→ **Passage provided**:
================

When I googled "American Academy of Pediatrics" and sleep... this is what I got. http://www.healthychildren.org/engli...-to-Sleep.aspx
The most it says is "wait a few minutes to respond to your child's fussing." Then it suggests checking on them to see if they are hungry, wet, dirty, or if something else is wrong. It also mentions in the first line that children's sleep patterns are irregular until at least six months, and it's normal for the baby to sleep only a few hours at a time. So where does any ped. come off recommending CIO at 4 months? Grrrrr.
Sorry to rant... just frustrating.
Katie - April 2010 . . . Drew - May 2007
Yeah, that makes me mad when I hear of others recommending that (or *shudder* BabyWise)
I nursed Brayden to sleep until he was 14.5 months old - about the same time we weaned entirely. He actually gave it up on his own - my supply was so low at that point, he got pissed off instead of relaxing, so I just quit offering and he was FINE with that.
He learned to put himself to sleep shortly thereafter (though since he's almost 3, we're going through the 2/3 yo "I DONT WANT TO GO TO BED!" phase)
I *am* a pedi, and I tell parents this: I will discuss medical things - development, speech, growth, vaccines, safety, stuf like taht. I do NOT give parenting advice. Just FYI, if you ask me for parenting advice, I'll give it to you, but it's based on what worked for ME, which is mostly AP style (Im a crunchy granola mom) and it may or may not work for you. take what works and leave the rest.

================

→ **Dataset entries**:
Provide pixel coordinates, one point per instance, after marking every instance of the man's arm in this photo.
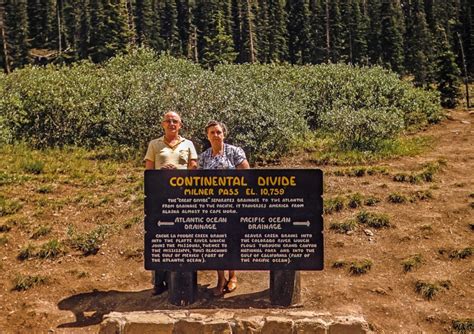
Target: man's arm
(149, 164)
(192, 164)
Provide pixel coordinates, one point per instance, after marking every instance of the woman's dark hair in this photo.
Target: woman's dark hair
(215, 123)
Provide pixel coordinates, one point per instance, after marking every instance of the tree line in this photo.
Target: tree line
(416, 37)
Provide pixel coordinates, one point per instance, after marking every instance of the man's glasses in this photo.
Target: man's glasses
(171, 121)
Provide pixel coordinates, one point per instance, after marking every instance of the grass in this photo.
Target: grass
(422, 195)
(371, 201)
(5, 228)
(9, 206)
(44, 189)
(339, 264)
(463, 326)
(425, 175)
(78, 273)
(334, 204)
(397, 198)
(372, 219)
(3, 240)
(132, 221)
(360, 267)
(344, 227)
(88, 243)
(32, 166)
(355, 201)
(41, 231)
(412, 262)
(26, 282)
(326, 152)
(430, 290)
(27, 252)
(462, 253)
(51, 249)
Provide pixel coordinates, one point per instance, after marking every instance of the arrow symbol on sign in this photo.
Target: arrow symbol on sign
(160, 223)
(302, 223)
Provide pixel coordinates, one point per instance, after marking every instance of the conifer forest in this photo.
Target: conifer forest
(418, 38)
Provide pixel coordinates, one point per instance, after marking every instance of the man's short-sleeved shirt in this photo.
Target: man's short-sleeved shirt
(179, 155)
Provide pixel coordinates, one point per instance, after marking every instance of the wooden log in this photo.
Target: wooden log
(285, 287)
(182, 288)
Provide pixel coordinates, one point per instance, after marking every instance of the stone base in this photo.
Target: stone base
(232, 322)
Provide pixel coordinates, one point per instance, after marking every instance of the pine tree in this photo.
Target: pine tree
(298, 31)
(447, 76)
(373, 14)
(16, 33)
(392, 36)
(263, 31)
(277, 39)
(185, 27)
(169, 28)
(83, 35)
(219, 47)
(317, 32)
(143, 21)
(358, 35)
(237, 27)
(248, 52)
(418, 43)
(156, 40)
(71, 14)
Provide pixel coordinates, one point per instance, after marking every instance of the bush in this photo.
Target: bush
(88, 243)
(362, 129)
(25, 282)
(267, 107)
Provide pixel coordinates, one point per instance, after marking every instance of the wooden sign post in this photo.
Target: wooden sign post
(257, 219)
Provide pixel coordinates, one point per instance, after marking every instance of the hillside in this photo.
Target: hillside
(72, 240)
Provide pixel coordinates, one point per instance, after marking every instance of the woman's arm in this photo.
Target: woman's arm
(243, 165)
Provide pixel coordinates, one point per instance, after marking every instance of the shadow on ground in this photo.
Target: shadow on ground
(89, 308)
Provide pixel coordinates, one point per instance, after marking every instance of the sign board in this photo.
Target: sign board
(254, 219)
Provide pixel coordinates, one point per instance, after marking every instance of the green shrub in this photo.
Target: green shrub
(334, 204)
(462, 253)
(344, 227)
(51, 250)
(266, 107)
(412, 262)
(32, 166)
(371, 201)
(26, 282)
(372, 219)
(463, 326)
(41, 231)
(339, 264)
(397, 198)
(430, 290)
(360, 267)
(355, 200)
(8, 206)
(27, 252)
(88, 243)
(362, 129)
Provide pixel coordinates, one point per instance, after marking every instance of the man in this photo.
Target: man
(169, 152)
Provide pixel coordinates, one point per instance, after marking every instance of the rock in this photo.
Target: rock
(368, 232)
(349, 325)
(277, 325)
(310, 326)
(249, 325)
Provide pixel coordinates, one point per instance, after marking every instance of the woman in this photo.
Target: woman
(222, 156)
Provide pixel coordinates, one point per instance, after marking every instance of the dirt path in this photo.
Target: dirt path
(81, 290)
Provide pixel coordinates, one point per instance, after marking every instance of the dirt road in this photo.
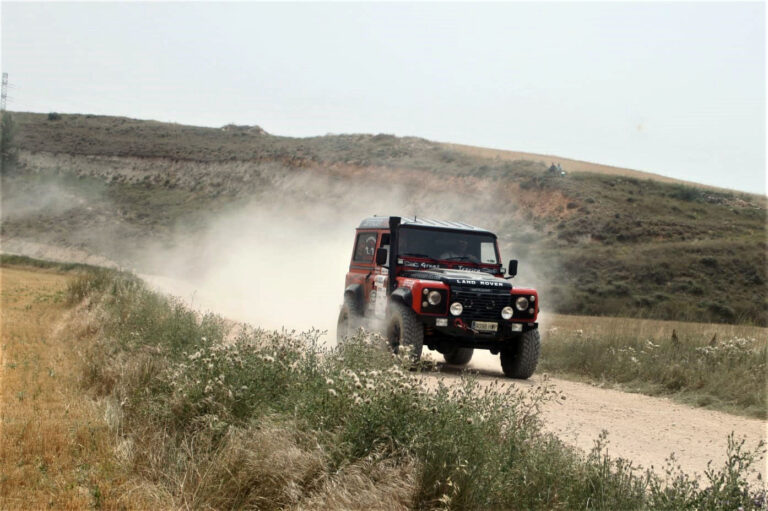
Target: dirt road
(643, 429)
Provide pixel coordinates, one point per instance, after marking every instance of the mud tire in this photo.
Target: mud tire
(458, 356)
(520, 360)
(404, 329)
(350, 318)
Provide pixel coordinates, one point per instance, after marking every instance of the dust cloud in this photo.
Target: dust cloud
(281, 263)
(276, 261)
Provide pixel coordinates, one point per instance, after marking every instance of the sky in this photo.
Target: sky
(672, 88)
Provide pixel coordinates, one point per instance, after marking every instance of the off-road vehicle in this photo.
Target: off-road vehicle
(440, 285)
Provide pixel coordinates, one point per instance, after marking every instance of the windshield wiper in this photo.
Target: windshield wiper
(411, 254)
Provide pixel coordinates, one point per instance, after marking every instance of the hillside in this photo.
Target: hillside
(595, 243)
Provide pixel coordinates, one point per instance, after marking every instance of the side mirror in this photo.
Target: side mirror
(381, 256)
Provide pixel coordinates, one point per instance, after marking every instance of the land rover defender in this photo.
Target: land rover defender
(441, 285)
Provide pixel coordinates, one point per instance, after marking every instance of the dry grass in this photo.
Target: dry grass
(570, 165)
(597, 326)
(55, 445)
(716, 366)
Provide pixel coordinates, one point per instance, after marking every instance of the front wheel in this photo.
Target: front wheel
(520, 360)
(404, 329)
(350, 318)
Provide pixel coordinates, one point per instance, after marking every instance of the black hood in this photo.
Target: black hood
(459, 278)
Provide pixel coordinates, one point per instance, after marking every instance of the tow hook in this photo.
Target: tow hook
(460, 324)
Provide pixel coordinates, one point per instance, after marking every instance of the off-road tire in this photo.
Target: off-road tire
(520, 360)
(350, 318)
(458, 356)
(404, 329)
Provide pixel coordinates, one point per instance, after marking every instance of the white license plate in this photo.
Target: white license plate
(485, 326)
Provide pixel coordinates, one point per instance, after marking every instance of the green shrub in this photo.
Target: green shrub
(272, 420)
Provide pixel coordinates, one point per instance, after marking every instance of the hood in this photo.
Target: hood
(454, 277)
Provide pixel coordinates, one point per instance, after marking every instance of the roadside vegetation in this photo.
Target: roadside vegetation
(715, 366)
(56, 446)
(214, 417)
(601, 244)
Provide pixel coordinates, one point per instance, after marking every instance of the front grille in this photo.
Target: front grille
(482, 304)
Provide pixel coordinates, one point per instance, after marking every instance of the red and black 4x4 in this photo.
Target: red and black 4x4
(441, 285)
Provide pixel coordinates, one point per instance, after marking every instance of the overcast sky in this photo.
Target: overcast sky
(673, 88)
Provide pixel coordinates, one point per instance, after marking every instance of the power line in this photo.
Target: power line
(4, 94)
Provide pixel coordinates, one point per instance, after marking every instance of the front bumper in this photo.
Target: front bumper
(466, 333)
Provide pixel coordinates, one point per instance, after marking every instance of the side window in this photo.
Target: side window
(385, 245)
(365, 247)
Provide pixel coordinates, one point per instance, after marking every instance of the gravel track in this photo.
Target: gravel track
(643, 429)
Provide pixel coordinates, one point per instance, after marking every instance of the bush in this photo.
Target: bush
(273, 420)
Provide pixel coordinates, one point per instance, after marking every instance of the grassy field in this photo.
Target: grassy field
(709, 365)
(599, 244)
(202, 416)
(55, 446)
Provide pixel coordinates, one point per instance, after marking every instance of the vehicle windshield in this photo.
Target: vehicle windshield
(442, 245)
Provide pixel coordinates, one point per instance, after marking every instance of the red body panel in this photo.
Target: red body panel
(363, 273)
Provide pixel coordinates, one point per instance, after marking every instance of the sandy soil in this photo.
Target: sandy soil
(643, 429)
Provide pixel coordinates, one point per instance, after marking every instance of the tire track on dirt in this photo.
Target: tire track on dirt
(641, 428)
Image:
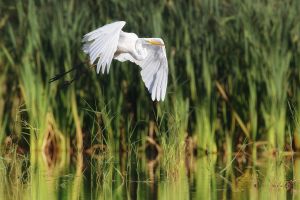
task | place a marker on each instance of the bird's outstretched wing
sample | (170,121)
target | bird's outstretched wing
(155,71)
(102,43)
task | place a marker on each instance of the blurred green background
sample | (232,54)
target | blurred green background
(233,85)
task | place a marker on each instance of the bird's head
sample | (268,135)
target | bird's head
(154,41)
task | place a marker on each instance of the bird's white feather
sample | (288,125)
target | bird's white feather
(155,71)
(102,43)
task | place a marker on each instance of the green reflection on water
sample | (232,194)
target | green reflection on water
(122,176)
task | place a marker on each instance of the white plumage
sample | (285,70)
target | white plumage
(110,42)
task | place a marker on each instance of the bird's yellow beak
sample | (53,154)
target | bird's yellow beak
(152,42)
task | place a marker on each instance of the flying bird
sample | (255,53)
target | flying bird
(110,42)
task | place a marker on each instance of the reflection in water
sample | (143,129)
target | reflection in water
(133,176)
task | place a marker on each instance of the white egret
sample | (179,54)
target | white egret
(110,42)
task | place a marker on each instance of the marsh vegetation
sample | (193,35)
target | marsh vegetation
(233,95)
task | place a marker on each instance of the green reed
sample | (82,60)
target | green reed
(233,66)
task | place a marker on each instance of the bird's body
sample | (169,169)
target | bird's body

================

→ **Problem set**:
1. Can you condense the paragraph in the sleep discussion that begins "The most it says" into a short bulleted list of its main points?
2. Can you reproduce the sleep discussion's wording between "Katie - April" and "FINE with that.", inclusive?

→ **Task-by-task solutions**:
1.
- The page's only advice on this is to wait a few minutes before responding to a child's fussing.
- It then suggests checking whether the child is hungry, wet, dirty, or has something else wrong.
- Its first line notes that children's sleep patterns are irregular until at least six months and that it's normal for a baby to sleep only a few hours at a time.
- The writer asks how any pediatrician can recommend CIO at 4 months.

2.
Katie - April 2010 . . . Drew - May 2007
Yeah, that makes me mad when I hear of others recommending that (or *shudder* BabyWise)
I nursed Brayden to sleep until he was 14.5 months old - about the same time we weaned entirely. He actually gave it up on his own - my supply was so low at that point, he got pissed off instead of relaxing, so I just quit offering and he was FINE with that.